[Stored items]
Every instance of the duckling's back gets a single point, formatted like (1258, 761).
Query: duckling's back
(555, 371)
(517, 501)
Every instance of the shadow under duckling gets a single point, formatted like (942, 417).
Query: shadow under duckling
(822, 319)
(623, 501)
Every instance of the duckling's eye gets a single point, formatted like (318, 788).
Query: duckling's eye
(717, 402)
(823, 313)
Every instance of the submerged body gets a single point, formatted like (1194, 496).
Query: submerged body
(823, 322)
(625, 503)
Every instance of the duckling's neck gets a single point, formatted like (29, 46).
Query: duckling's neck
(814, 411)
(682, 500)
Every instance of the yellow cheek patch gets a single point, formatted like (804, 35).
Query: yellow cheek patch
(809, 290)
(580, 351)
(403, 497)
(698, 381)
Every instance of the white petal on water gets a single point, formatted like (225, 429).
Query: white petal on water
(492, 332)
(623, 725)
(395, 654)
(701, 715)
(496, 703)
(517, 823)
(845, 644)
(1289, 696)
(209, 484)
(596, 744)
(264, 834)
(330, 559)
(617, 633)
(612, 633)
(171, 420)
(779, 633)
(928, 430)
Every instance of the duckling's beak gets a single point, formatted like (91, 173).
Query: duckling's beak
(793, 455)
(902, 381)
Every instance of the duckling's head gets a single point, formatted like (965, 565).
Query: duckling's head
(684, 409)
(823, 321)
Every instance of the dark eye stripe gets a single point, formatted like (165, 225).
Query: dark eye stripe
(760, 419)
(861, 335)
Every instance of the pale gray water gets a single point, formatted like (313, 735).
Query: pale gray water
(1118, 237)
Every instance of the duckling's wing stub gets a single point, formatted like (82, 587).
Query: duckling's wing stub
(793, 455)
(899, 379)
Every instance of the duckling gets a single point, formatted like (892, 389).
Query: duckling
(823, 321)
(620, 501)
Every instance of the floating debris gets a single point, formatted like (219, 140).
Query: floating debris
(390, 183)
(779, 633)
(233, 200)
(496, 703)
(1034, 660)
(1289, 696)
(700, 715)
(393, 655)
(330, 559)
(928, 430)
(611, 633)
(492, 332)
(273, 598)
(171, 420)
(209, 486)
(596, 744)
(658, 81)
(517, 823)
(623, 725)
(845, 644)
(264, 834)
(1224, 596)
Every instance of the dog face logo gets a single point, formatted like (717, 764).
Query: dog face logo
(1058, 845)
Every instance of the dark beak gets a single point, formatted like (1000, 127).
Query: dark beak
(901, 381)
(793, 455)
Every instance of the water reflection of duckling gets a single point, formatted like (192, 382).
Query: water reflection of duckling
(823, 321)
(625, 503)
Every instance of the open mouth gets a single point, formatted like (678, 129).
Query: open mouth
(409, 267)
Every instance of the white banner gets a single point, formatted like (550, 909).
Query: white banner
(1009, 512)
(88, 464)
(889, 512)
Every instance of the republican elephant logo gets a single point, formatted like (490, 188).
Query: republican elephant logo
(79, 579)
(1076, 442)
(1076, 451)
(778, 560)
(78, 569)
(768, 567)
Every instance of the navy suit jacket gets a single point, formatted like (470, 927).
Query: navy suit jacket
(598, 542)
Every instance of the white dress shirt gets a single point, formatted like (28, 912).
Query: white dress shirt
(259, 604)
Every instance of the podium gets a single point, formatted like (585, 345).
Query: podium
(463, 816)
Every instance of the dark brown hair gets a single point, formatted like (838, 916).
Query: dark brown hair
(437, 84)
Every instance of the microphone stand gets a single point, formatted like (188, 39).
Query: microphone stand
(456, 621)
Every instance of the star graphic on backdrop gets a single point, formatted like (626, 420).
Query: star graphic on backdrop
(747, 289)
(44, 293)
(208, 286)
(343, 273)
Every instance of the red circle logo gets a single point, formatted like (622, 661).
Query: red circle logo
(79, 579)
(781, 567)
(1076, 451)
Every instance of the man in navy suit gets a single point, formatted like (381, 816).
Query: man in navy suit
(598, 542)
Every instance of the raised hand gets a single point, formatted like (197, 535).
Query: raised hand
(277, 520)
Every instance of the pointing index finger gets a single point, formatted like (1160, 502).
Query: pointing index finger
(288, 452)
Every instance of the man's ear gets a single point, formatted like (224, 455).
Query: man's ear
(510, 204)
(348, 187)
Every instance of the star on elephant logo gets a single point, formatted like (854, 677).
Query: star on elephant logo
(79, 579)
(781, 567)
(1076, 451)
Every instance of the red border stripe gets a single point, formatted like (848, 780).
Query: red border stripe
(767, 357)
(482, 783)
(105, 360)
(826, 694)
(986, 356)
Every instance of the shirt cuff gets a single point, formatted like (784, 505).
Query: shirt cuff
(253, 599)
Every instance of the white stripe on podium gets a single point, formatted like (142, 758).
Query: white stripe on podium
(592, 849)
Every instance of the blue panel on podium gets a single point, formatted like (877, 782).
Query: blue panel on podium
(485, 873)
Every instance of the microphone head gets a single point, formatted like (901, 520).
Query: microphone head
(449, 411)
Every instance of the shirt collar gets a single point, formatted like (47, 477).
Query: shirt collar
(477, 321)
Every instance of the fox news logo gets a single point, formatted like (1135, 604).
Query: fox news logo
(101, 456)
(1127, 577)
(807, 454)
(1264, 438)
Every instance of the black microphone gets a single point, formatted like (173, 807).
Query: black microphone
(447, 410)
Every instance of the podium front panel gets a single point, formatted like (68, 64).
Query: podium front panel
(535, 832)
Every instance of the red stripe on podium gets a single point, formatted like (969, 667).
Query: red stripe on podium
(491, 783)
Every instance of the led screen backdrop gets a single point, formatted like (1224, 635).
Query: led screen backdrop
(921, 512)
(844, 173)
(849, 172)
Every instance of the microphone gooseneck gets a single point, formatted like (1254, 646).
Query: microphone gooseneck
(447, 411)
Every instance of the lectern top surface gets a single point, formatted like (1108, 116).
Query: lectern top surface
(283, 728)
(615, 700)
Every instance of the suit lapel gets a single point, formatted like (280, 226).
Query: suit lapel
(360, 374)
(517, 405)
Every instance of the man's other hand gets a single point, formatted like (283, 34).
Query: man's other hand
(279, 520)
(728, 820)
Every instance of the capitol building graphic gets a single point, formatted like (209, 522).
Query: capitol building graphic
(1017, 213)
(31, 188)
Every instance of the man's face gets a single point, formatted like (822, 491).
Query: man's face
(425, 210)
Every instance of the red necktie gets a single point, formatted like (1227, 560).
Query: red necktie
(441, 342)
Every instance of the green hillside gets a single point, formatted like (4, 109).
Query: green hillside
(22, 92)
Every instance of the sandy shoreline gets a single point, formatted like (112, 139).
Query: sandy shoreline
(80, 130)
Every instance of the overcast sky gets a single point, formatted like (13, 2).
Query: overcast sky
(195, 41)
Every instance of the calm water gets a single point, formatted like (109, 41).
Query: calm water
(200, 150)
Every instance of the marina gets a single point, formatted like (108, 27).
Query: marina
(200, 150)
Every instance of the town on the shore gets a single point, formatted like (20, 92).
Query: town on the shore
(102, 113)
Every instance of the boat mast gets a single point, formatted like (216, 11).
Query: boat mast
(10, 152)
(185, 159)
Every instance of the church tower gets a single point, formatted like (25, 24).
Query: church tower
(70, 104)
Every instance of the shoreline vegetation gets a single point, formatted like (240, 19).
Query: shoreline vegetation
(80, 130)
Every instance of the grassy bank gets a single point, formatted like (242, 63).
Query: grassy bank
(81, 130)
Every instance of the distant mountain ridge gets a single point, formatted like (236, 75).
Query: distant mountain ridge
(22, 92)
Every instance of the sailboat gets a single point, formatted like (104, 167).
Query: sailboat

> _Exercise details_: Rewrite every line of the items from the line with "Every instance of the calm" through the end of the items, including the requests, and increase each coordinate in the answer points by 142. Leave the format samples in the requests unchanged.

> _Exercise result_:
Every instance of the calm water gets a single point, formatted like (109, 41).
Query: calm water
(342, 292)
Every instance of the marina gets a single point, formatted like (108, 27).
Query: marina
(342, 292)
Every instance of the town on the shore gets a single point, formatted like (20, 92).
Query: town on the shore
(244, 255)
Every instance of the boat mast gets a single point, formatted like (216, 11).
Query: boat mast
(152, 294)
(327, 301)
Every instance of the church tower gets a single point, formatted like (25, 24).
Query: church tower
(212, 246)
Every instance of the shoreline vegetation gets a single point, formatted like (240, 19).
Query: shoreline vegetation
(222, 272)
Every instance of the grassy bank gets a single point, formatted like (242, 63).
Query: grassy bank
(223, 272)
Every instance of the distant mountain ridge gets a single point, formatted like (236, 75).
Query: distant mountain ridge
(164, 234)
Every instance of the sailboat gets a single point, formatted like (104, 167).
Query: sailboat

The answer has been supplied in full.